• [What to produce]
List every line below containing "chimney".

***** Data to examine

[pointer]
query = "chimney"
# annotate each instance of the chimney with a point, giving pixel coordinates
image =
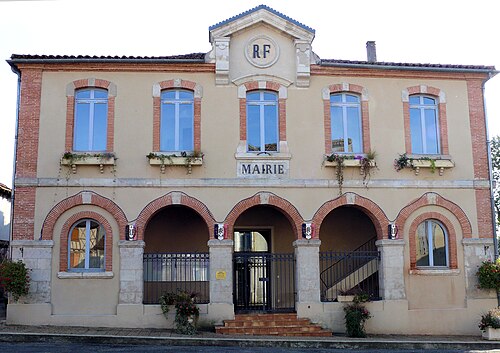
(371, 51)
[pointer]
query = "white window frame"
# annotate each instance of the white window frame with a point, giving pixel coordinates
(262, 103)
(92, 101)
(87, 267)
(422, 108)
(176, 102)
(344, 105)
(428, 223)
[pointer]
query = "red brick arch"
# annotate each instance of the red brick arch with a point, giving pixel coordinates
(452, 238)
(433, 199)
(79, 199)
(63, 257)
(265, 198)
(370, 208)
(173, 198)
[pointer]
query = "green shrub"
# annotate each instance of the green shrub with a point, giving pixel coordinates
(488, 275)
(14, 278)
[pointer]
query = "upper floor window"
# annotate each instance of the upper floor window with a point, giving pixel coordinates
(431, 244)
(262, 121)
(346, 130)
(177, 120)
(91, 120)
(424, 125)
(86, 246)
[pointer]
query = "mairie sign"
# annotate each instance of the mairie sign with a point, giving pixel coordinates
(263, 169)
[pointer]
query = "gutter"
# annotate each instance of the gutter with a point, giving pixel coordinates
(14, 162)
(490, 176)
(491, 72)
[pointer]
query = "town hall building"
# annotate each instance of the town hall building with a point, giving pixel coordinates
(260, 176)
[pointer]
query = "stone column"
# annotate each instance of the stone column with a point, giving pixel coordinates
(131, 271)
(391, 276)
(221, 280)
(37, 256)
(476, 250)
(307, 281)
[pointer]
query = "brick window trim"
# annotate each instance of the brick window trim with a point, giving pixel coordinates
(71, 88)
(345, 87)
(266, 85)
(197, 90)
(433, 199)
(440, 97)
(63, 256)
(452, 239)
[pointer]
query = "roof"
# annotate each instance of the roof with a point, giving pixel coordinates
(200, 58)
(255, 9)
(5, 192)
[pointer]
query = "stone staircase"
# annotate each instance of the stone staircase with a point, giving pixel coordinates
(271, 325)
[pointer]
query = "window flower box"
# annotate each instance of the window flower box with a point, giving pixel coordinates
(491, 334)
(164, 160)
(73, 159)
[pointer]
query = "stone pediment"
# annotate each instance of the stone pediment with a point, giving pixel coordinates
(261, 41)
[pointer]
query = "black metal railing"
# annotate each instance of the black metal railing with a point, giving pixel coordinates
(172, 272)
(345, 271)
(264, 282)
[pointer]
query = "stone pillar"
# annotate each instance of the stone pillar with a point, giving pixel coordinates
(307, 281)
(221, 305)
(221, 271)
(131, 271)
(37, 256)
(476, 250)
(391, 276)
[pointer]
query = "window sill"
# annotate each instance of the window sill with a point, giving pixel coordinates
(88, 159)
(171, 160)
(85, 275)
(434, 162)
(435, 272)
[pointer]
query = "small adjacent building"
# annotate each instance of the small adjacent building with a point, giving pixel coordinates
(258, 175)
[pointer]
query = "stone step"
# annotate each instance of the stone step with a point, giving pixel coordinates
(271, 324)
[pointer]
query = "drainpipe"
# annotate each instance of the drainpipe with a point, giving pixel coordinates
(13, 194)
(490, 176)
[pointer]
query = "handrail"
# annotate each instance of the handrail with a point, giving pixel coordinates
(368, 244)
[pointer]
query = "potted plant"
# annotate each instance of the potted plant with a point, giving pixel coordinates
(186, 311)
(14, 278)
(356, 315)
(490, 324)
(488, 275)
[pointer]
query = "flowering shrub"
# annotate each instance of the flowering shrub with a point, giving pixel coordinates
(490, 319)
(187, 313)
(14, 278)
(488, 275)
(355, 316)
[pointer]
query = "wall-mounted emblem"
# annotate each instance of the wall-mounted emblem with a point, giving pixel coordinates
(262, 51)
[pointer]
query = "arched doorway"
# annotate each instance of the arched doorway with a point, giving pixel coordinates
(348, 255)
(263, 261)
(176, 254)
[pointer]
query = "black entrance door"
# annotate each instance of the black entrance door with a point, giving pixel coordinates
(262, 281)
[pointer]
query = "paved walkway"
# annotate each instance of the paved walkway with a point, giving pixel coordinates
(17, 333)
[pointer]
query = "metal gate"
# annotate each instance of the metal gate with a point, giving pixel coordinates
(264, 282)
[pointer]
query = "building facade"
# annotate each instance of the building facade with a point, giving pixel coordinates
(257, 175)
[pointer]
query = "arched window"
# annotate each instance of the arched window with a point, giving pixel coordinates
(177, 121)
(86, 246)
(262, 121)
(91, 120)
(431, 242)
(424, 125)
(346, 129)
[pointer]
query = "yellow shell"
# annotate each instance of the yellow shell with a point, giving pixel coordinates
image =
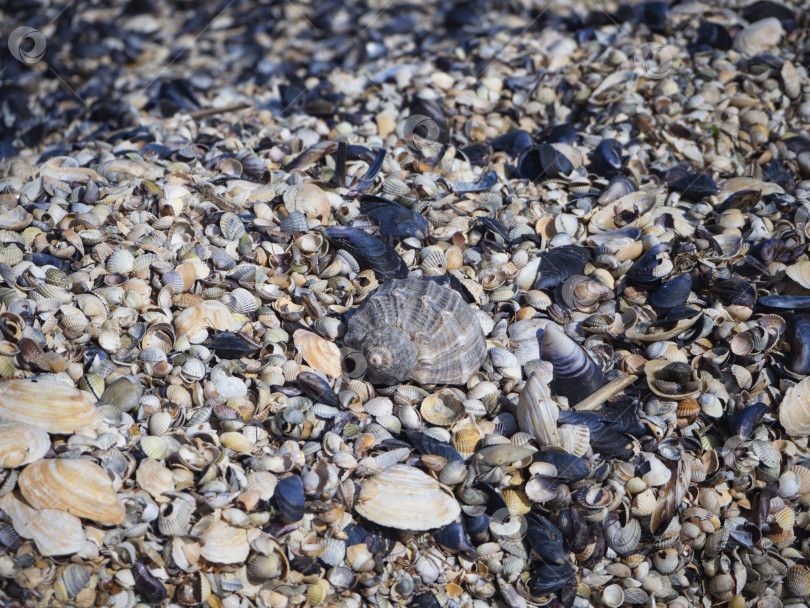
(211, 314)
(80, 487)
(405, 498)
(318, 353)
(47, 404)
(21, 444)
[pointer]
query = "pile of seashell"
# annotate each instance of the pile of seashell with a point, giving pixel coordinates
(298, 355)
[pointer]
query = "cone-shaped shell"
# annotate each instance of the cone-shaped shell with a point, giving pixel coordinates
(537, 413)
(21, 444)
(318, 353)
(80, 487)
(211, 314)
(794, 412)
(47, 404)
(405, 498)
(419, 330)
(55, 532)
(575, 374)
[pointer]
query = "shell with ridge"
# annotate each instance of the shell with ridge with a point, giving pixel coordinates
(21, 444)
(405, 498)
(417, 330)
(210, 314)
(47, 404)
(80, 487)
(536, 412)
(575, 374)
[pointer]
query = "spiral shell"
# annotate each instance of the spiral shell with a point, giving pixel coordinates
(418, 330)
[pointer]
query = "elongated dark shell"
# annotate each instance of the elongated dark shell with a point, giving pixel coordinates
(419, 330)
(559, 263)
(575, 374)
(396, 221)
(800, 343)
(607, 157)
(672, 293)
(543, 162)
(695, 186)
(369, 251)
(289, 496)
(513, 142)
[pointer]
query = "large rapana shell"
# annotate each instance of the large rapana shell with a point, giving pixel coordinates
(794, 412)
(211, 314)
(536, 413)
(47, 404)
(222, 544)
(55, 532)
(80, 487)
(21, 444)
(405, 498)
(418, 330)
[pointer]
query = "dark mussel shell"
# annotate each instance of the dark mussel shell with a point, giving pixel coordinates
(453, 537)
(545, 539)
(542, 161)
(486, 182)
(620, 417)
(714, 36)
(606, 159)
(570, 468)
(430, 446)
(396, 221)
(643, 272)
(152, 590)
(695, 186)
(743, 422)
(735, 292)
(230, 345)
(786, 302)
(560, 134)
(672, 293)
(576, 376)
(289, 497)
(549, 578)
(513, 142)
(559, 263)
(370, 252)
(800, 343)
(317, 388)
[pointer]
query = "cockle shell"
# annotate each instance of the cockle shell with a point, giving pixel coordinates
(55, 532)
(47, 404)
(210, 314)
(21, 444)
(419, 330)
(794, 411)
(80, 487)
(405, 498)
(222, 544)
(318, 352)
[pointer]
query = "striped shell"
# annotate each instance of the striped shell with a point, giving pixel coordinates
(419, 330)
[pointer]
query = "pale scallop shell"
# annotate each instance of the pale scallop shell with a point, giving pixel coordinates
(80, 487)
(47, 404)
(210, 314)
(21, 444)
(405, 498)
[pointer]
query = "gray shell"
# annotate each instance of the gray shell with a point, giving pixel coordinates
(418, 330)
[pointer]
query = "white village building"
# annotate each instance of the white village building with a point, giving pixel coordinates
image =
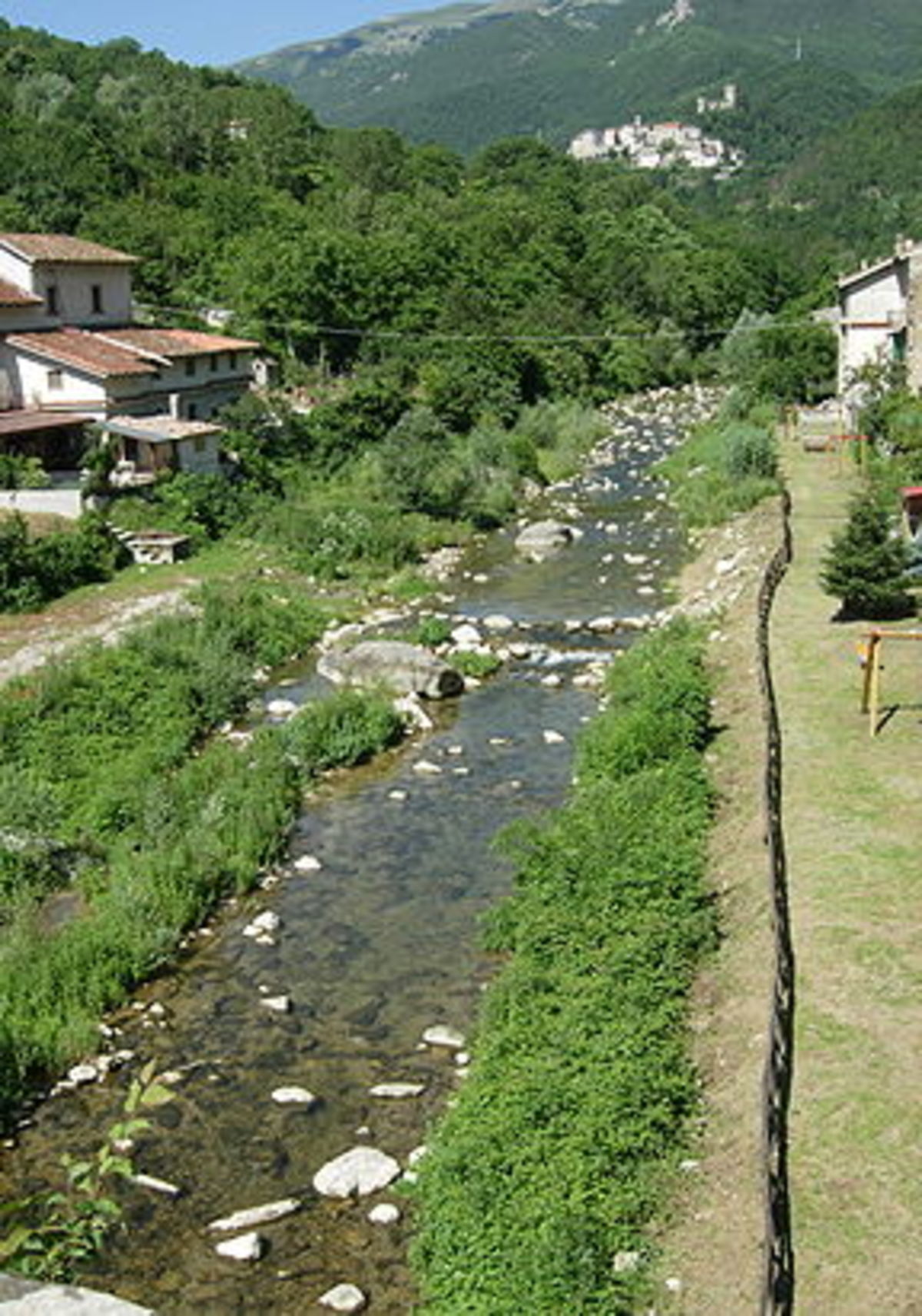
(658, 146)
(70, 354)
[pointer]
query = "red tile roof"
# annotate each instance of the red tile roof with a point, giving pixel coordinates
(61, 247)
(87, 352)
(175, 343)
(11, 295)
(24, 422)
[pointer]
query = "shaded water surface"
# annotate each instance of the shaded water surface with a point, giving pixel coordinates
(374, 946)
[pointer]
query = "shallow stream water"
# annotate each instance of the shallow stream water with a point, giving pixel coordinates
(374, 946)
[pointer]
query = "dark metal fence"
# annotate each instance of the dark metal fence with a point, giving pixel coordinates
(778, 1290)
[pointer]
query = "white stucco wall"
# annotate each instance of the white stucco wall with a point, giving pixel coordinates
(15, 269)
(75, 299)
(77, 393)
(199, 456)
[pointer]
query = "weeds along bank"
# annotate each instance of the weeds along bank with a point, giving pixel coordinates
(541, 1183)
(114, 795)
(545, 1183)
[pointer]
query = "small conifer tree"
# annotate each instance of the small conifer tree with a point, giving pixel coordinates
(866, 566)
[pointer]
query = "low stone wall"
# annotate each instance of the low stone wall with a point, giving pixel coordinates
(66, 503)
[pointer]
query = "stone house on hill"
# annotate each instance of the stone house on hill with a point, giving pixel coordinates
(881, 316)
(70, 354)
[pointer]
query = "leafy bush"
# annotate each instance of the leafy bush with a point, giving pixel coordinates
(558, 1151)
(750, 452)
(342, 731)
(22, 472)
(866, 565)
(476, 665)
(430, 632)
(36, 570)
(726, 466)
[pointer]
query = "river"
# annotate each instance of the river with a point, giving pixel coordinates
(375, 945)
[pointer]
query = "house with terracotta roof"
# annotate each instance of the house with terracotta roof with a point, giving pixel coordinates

**********

• [Task answer]
query = "chimney"
# annotate each instance of the chimney with a point, giving pixel coordinates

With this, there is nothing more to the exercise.